───── Supplied text ─────

Treatment (cognitive rehabilitation)

Based on the cognitive test results — including cognitive deficits and strengths —a cognitive rehabilitation plan may be recommended. Cognitive rehabilitation includes a combination of restorative and compensatory activities.

Restorative activities can include learning and memory exercises:
  • Combine modes of learning: You will be more likely to remember something if you “see it, say it, hear it, write it, do it.” It’s okay to give yourself extra time.
  • Repeat & verify: Repeat what you hear and verify that it is correct to improve your attention and memory.
  • Spaced rehearsal: Repeat and practice information at intervals spread out over time to improve your ability to store information.
  • Build associations: Use memory aids! For example, to remember the name of someone you just met, associate her/his name with a friend or family member of the same name, or with a place, color or event that sounds like the new name.
Compensatory activities that help make up for functions that are no longer working well may include:
  • Consolidate and centralize! Designate one place in your home as the “Grand Central” information center. Include your master calendar, mail, bills, phone messages, to-do lists, keys, wallet, shopping lists and more.
  • Plan: Post a calendar large enough to display everyone’s appointments, activities and social engagements, and reminders! Keep pens or markers hanging right beside it. Or use a computer program set up with reminders for routine tasks (synchronize it with your mobile devices so you have your appointments with you while on the go).

───── Record excerpts ─────

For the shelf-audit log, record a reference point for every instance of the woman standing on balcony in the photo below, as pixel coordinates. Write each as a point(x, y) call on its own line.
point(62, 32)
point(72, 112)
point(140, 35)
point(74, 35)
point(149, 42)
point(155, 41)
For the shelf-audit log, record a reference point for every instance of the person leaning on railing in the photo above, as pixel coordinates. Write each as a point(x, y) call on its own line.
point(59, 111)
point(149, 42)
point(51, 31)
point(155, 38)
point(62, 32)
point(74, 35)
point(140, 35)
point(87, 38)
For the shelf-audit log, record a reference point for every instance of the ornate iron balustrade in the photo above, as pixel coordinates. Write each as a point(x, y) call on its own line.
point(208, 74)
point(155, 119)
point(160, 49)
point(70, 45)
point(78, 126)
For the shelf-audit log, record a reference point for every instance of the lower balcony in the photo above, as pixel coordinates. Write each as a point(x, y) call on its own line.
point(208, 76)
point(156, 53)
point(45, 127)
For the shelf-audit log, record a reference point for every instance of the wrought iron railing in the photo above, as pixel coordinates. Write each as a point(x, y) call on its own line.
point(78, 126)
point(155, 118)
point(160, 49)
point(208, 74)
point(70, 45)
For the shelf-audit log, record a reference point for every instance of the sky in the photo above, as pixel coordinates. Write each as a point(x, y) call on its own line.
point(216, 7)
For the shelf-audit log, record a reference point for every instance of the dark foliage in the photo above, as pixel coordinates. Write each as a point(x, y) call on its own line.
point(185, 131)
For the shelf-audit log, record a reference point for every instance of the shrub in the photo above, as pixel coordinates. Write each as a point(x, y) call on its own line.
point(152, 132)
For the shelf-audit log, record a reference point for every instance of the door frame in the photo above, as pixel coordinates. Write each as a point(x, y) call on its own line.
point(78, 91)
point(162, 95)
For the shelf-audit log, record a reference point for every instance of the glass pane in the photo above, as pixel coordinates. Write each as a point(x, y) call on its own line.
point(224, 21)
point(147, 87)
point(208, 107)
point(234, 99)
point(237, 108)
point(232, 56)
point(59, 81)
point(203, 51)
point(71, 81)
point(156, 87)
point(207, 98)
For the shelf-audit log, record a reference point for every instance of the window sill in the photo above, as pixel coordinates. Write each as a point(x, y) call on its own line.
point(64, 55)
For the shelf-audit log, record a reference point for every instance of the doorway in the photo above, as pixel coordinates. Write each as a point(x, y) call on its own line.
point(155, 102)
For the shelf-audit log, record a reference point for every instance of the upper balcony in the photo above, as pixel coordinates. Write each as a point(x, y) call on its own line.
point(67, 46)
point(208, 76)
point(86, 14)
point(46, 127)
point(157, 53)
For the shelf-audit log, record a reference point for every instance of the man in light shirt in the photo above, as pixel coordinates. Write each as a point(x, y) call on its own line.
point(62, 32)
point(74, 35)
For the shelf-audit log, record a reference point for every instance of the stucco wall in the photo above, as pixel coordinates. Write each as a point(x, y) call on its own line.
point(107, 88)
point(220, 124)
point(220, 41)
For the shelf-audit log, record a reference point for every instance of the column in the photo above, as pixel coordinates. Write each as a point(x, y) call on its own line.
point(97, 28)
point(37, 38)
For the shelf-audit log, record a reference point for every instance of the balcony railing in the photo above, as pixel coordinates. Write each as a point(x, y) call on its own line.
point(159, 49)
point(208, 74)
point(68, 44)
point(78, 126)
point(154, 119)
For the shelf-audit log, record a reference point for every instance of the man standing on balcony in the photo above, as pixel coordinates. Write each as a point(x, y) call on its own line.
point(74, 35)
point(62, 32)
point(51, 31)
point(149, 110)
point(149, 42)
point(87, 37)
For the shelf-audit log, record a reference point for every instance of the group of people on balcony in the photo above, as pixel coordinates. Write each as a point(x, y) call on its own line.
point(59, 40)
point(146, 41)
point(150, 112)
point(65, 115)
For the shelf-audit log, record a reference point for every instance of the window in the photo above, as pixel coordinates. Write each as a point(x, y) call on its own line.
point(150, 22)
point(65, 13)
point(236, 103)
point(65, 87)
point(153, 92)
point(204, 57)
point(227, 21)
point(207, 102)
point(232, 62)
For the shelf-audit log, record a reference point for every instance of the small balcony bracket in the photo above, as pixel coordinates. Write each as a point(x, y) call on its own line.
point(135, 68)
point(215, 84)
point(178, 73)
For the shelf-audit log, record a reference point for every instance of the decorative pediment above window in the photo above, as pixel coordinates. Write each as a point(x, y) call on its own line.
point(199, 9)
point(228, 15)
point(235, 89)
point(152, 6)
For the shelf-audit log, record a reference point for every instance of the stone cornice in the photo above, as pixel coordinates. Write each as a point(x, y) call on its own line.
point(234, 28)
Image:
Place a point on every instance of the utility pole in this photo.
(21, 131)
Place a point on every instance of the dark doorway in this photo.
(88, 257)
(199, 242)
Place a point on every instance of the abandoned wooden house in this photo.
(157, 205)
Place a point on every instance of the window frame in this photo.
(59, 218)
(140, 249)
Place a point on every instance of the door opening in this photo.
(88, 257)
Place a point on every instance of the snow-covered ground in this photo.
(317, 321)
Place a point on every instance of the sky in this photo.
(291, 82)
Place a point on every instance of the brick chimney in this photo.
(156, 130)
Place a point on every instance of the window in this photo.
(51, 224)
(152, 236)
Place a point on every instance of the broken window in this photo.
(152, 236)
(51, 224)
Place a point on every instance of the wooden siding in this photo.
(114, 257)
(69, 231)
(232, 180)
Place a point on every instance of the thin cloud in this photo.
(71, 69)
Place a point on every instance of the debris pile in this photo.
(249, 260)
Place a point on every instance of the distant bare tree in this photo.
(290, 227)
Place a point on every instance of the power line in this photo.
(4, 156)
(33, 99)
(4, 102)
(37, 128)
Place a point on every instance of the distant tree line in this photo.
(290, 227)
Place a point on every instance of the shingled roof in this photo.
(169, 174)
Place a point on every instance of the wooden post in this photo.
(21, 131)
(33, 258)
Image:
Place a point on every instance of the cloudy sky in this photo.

─────

## Actions to take
1/ Answer these questions using the cognitive rehabilitation text.
(a) Which two kinds of activities does cognitive rehabilitation combine?
(b) What does spaced rehearsal aim to improve?
(c) What should be kept hanging right beside the posted calendar?
2/ Pick up the cognitive rehabilitation text after its final sentence and write what comes next.

## Outputs for the tasks
1/
(a) Restorative and compensatory activities.
(b) Your ability to store information.
(c) Pens or markers.

2/
  • Record: Dictate your to-do list, notes or other things to remember on a digital voice recorder (available on many phones).
  • Remind: Use checklists, the alarm on your watch or phone, your kitchen timer, and more.
  • Eliminate or remove yourself from distractions. Turn off the TV, music and whatever else is “on” when speaking with someone in person or on the phone. Background visual and noise distractions can make learning or remembering more difficult. If you can’t eliminate the distraction (for example, people talking at a party) then ask, “Can we talk in a quieter place?”
  • Take a break. If you are having difficulty concentrating, take a breath and refresh.
  • Do one thing at a time. Avoid switching back and forth from one topic or task to another. Finish or find an appropriate stopping place in what you’re working on before you switch to something else.

Research on cognition

Studies are ongoing to identify ways to stabilize or improve cognitive dysfunction. Since the disease-modifying drugs have all been shown to reduce the accumulation of new demyelinating lesions, it is likely they help to stabilize cognitive changes. However, more studies are needed to determine their effectiveness in this area.

Symptomatic treatments may temporarily improve cognitive functioning without altering its long-term course. To date the most successful has been donepezil hydrochloride, showing modest improvement in verbal memory.

Studies funded by the National MS Society are investigating the natural history of cognitive changes, along with better ways of diagnosing and treating cognitive problems in MS. It is hoped that in the future, people with MS will have access to a combination of disease-modifying therapies, symptomatic treatments, and cognitive rehabilitation that will modify the course and impact of the cognitive changes in MS.